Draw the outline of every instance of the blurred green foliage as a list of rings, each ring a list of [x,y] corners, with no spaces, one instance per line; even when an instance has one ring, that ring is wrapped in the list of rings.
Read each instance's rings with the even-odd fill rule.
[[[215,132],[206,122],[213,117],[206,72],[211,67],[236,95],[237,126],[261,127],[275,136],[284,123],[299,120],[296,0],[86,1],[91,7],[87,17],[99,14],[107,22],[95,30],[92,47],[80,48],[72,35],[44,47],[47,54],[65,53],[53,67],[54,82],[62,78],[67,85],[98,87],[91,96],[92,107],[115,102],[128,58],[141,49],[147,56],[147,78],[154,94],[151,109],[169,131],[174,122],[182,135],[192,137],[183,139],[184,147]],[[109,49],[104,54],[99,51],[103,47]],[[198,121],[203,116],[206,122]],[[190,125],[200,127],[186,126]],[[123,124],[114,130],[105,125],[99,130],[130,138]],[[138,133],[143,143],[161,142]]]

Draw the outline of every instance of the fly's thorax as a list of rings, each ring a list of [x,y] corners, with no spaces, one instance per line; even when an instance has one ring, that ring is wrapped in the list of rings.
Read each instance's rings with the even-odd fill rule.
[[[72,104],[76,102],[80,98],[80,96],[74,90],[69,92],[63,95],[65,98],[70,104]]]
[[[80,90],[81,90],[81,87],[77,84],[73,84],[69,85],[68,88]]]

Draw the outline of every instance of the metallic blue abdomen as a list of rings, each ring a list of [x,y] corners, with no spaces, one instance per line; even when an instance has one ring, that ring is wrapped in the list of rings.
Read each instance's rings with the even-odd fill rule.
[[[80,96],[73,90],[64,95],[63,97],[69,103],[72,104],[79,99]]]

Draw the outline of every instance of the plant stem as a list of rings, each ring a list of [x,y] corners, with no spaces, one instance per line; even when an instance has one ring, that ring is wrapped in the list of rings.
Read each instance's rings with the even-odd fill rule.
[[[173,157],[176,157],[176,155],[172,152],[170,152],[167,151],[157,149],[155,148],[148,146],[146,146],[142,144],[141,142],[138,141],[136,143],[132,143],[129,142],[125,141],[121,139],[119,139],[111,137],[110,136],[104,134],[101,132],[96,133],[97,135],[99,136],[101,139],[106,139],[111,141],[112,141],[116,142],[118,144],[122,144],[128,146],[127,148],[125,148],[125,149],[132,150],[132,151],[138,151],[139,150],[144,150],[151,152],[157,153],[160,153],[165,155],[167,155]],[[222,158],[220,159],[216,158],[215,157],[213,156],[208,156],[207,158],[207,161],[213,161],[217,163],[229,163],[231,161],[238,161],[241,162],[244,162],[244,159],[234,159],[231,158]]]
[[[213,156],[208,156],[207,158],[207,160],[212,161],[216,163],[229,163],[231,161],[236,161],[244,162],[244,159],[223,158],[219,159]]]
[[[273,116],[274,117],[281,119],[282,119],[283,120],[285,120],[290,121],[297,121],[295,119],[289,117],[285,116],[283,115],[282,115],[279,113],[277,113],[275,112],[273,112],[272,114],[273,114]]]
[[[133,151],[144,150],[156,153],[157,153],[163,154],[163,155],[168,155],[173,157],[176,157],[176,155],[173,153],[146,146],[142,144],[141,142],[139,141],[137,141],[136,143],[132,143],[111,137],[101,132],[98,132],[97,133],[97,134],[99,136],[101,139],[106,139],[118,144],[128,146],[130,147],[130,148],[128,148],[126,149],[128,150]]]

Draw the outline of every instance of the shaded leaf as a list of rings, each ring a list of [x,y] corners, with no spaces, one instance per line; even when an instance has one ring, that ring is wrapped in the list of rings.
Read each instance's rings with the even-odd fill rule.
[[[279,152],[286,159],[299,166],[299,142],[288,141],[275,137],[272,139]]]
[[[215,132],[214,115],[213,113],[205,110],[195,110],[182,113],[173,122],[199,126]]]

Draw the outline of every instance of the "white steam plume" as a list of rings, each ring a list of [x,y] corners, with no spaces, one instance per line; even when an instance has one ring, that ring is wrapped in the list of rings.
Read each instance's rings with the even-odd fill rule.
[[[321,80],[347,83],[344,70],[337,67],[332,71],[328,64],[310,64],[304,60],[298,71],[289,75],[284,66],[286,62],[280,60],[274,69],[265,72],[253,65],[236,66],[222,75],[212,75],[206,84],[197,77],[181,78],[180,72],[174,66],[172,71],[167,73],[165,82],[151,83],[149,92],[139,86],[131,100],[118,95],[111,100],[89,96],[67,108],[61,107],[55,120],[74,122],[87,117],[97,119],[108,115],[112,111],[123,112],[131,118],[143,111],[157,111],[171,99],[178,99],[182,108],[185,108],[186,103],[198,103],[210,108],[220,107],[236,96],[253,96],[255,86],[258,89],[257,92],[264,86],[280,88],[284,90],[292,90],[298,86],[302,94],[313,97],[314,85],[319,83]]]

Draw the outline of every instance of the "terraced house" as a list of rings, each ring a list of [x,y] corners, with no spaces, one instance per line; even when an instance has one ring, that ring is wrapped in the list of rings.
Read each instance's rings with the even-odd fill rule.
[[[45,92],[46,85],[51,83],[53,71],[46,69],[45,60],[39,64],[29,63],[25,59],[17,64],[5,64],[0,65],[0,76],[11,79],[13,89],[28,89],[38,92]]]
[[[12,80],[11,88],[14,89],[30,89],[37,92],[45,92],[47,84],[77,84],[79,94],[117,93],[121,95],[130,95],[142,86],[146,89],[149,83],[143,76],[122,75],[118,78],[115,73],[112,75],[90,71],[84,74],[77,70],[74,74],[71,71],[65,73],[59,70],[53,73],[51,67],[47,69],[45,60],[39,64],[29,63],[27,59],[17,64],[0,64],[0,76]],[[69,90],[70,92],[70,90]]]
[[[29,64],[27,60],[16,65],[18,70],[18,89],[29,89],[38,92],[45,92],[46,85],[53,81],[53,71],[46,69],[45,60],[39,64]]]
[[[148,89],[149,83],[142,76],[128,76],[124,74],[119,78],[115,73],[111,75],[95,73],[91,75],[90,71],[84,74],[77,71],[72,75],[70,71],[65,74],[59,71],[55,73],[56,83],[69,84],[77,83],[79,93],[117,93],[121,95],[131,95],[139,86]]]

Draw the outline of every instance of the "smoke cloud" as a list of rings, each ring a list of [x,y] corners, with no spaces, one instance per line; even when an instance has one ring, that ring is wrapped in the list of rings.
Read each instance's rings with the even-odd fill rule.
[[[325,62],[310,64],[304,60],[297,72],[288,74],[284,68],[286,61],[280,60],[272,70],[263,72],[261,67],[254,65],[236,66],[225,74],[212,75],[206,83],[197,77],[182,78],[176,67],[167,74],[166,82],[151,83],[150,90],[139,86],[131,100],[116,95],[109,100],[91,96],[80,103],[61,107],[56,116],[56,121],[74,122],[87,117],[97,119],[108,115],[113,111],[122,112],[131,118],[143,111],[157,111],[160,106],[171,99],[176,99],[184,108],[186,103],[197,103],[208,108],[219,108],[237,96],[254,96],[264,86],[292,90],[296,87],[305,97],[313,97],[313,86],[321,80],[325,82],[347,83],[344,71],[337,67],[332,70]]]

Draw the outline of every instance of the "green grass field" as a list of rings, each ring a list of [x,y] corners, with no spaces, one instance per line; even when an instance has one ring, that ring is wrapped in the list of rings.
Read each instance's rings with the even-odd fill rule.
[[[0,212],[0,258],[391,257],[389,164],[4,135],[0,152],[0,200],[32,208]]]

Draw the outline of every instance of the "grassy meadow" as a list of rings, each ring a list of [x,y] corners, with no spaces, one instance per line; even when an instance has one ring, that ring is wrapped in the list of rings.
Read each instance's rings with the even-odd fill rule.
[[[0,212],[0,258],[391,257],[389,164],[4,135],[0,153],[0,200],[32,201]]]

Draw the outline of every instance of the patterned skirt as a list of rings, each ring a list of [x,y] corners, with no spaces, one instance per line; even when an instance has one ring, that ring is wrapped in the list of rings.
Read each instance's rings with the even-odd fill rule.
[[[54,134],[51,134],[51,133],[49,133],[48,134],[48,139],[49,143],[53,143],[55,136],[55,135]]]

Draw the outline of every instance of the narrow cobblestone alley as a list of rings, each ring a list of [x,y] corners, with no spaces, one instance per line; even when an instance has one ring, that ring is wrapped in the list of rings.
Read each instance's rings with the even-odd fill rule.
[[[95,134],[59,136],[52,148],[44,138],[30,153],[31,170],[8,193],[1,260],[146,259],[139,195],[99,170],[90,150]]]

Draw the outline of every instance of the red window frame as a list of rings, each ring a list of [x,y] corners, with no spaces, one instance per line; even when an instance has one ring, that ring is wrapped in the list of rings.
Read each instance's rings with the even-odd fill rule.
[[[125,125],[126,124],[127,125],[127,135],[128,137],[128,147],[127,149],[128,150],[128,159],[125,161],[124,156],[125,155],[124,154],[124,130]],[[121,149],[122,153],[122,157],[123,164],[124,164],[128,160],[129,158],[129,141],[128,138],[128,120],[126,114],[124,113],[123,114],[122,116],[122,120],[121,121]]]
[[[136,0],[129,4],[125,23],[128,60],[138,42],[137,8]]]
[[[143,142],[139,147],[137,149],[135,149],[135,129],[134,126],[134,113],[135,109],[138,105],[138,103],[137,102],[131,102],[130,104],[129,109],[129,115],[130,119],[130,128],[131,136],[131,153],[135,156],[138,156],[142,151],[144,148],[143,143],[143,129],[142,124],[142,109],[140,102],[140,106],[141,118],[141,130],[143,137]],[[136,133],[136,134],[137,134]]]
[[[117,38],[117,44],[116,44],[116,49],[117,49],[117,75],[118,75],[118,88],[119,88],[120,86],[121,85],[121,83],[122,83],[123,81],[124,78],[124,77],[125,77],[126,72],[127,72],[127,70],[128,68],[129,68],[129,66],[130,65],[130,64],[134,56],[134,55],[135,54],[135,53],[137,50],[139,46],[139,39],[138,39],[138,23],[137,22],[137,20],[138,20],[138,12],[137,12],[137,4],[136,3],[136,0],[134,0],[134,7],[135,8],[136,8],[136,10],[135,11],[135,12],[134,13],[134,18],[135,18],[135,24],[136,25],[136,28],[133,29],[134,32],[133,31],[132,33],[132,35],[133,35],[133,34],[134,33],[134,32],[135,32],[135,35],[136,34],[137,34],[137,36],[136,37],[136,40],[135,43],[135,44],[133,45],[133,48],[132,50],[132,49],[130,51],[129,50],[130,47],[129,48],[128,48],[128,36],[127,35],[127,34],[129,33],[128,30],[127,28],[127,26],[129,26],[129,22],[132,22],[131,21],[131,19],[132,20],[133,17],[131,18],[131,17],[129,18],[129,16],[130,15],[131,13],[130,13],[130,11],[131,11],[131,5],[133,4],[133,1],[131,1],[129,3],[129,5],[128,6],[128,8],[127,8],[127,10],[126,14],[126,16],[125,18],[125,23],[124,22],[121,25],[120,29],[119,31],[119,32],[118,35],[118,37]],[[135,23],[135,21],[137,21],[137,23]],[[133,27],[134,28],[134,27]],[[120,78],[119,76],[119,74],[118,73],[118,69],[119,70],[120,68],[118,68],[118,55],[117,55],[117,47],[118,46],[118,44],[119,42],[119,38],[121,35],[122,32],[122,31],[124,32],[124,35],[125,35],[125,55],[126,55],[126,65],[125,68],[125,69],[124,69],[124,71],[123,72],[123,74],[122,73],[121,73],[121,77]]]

■ ■ ■

Switch "blurred green foliage" to "out-of-focus green leaves" in the lines running from the start through the line holding "[[[80,96],[73,90],[64,95],[63,97],[69,103],[72,104],[79,99]]]", both ends included. Give back only those lines, with nothing else changed.

TASK RESPONSE:
Draw the outline of every instance of the out-of-focus green leaves as a list of rings, each ring a list of [x,y] corners, with no spaces, one instance per line; even when an instance has one ring, that ring is wrapped in the list of rings.
Read each instance's rings with the even-odd fill rule.
[[[215,132],[206,122],[213,117],[206,72],[211,67],[236,95],[237,126],[261,127],[275,136],[284,123],[299,120],[296,0],[86,1],[91,7],[87,17],[99,14],[107,22],[95,30],[92,47],[80,48],[72,35],[44,47],[47,54],[65,53],[53,67],[54,82],[62,78],[67,85],[98,87],[91,96],[92,107],[115,102],[128,58],[141,49],[147,56],[147,78],[154,94],[151,109],[169,131],[174,122],[182,135],[192,137],[183,139],[184,147]],[[109,49],[104,54],[99,51],[103,47]],[[198,121],[203,116],[206,122]],[[190,125],[200,127],[186,126]],[[123,124],[114,130],[105,125],[99,130],[130,138]],[[138,133],[143,143],[161,142]]]

Draw the outline of every instance of the fly's thorax as a list of rings, each ring a list of [x,y] corners, with no spaces, one instance per line; even when an instance has one ring, that ring is wrapped in the list of rings.
Read each instance's rings with the even-odd fill rule.
[[[72,104],[76,102],[80,98],[80,96],[74,90],[69,92],[63,95],[65,98],[70,104]]]
[[[80,90],[81,90],[81,87],[77,84],[73,84],[69,85],[68,88]]]

Draw the outline of every instance of the metallic blue abdomen as a list of rings, each ring a list of [x,y] corners, with no spaces, one instance per line; even when an instance has one ring, that ring is wrapped in the list of rings.
Read each instance's rings with the even-odd fill rule.
[[[80,96],[73,90],[64,95],[63,97],[69,103],[72,104],[79,99]]]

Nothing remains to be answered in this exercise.